:: Text section
# the Capital LH & SLH & Eastern LH & SLH joint show



## Steverags (Jul 19, 2010)

Well, what a fantastic day we had yesterday at the joint shows, Polo did great being in his first Imperial classes and won them both, he lost the BOBs to the lovely Pink Panther, but this show grand, Imperial and Oly winners were considered for BIS and in the end it was between Polo and Pinky for SLH Neuter and Pinky got it by a whisker, going on to win overall in one show then Best of the best (winner of one show against the winner of the other show).

Now for Dibdabs, she excelled, winning both her Oly's, both her BICs, a Red card day in one show, then went on to BIS Pedigree Pet in both shows, the only thing she lost out on was Best of the Best HHP as the judge gave it to the Non Ped, it was an amazing day.


----------



## lymorelynn (Oct 4, 2008)

Congratulations on the great results for Polo and Dibdabs :thumbup:


----------



## Susan M (Feb 20, 2013)

Amazing! Well done all!


----------



## alixtaylor (Jan 24, 2013)
::::
:: Data
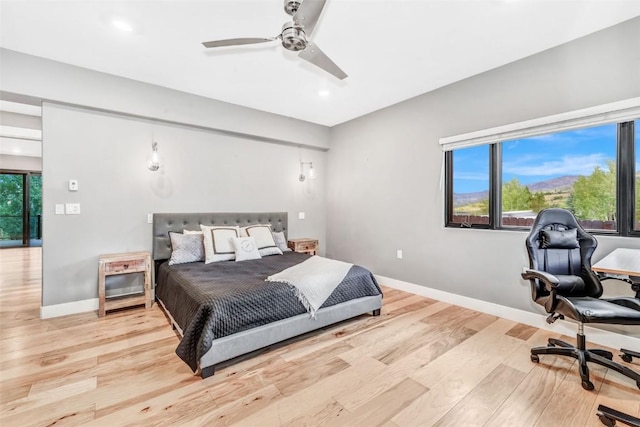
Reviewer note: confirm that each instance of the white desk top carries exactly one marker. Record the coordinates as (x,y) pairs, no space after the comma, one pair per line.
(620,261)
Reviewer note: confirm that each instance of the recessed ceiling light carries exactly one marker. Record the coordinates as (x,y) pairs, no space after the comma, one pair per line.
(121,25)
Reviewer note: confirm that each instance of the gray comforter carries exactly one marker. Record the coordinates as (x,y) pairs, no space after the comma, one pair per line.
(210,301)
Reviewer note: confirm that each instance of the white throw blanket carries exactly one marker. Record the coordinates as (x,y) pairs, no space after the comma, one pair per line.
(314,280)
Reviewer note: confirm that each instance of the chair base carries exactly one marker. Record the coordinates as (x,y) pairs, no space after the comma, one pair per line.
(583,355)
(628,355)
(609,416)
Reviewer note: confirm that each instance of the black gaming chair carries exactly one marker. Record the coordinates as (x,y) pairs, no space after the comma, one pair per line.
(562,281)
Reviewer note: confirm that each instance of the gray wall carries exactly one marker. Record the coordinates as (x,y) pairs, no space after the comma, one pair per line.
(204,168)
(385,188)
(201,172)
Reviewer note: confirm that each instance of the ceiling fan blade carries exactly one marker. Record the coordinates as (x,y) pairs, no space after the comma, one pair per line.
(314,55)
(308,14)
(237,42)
::::
:: Data
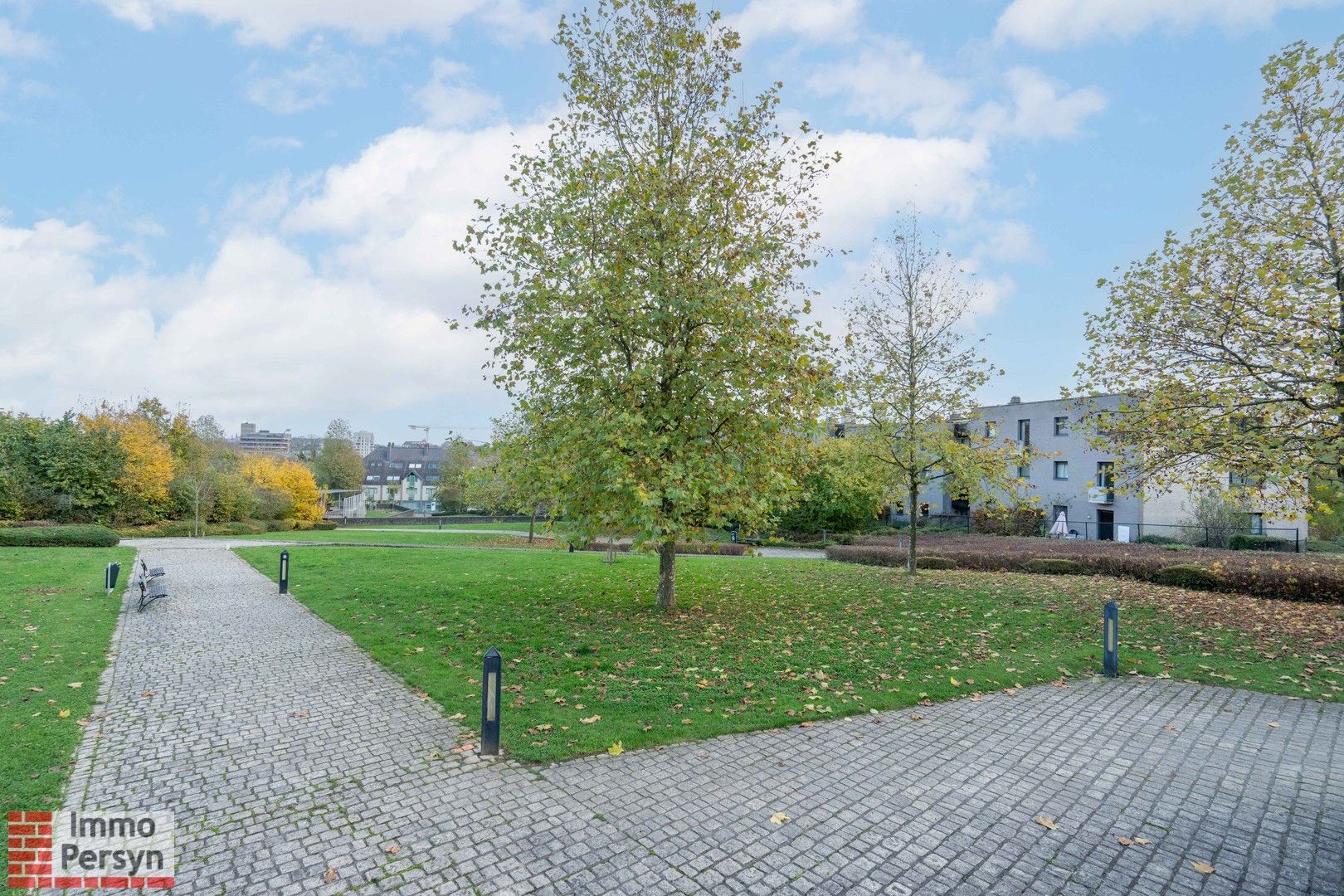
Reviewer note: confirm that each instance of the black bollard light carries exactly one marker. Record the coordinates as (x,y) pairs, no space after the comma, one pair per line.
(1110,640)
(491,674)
::::
## Written task 1
Reproduce the part of the joint show thread starting with "Well, what a" and going on through "the other show).".
## Written task 2
Recast the joint show thread's paragraph beginning "Now for Dibdabs, she excelled" as a short list that keeps its main facts.
## Written task 3
Pick up the joint show thread from its last line and write what comes next.

## Answer 1
Well, what a fantastic day we had yesterday at the joint shows, Polo did great being in his first Imperial classes and won them both, he lost the BOBs to the lovely Pink Panther, but this show grand, Imperial and Oly winners were considered for BIS and in the end it was between Polo and Pinky for SLH Neuter and Pinky got it by a whisker, going on to win overall in one show then Best of the best (winner of one show against the winner of the other show).

## Answer 2
- Dibdabs won both her Oly's and both her BICs.
- She had a Red card day in one show.
- She went on to BIS Pedigree Pet in both shows.
- She lost out only on Best of the Best HHP, which the judge gave to the Non Ped.
- It was an amazing day.

## Answer 3
I was there as a member of the public  I was sure it was Polo! Such a stunning cat, my OH fell in love with him and now wants an MC!


----------



## Steverags (Jul 19, 2010)

alixtaylor said:


> I was there as a member of the public  I was sure it was Polo! Such a stunning cat, my OH fell in love with him and now wants an MC!


There were 2 pinks next to each other Polo was the one on the right as you looked into the penns


----------



## jumbu (Jun 14, 2013)

Polo is just beautiful!


----------



## alixtaylor (Jan 24, 2013)

Steverags said:


> There were 2 pinks next to each other Polo was the one on the right as you looked into the penns


Thought so! The white/cream is such a gorgeous colour.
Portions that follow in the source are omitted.